Children of the Promise, HAITI

Monday, February 22, 2010

CBS local Miami news

Here is an article done about one of the boys and his family. Please pray!!

(direct link for video)

Unintended Consequences Hitting Haitian Children

MIAMI (CBS4) ―The challenge of adopting orphans from Haiti is growing more difficult after a group of Americans were arrested last week for trying to take children out of the country illegally. Joshua and Katy Manges believe they are paying the consequences for a crime they had nothing to do with.

The Manges family has been working to adopt a special needs child named Malachi for two and a half years now. "He was born in our hearts I mean from the moment we saw him he was ours," recalled Katy Manges.

Last week they received word that the Prime Minister of Haiti had signed the paper for Malachi's humanitarian parole. He would be flying into Miami on Friday. Friday came and went and Malachi never arrived. Leaving several families just like the Manges' heartbroken. They all received word that something went terribly wrong as the orphanage escort was bringing their children to the embassy for their final paperwork.

"A mob formed; a bunch of men got it in their head that the white escorts were stealing the black children and this was human trafficking so they started a big, almost a riot," said Joshua Manges. "Police were called in and detained all the escorts and children."

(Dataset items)
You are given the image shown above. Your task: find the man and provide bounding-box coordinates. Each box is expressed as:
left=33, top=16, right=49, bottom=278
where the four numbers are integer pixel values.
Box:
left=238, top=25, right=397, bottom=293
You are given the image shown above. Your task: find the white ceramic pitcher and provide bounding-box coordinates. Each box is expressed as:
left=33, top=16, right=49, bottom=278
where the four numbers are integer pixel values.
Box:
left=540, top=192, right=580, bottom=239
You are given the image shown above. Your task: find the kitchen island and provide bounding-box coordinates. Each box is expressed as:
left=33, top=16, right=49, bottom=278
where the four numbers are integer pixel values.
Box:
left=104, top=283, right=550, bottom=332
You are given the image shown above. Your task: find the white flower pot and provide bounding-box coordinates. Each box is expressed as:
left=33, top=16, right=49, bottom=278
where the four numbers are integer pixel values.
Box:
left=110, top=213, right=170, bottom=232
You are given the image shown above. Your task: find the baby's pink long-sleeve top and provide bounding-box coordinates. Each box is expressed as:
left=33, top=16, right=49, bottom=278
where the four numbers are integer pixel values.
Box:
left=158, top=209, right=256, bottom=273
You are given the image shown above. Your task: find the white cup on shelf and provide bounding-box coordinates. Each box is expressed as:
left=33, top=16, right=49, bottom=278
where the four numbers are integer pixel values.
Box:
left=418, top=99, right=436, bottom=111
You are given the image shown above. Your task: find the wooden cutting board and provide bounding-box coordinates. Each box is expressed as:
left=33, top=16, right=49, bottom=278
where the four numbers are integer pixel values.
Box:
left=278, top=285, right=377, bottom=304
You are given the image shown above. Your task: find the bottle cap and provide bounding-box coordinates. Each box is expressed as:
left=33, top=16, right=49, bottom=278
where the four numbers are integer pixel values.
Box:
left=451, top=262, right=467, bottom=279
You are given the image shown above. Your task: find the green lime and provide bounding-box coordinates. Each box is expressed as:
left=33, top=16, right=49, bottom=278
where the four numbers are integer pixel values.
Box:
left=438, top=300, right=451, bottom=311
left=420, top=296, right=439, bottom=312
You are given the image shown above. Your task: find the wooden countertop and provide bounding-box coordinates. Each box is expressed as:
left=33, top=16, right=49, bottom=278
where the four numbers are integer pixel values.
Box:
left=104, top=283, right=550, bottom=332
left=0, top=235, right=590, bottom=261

Prompt
Can you quote the stretch of the Haiti adoption article from "The Manges family" through "their final paperwork."? The items are separate material from the Haiti adoption article.

Exercise result
The Manges family has been working to adopt a special needs child named Malachi for two and a half years now. "He was born in our hearts I mean from the moment we saw him he was ours," recalled Katy Manges.

Last week they received word that the Prime Minister of Haiti had signed the paper for Malachi's humanitarian parole. He would be flying into Miami on Friday. Friday came and went and Malachi never arrived. Leaving several families just like the Manges' heartbroken. They all received word that something went terribly wrong as the orphanage escort was bringing their children to the embassy for their final paperwork.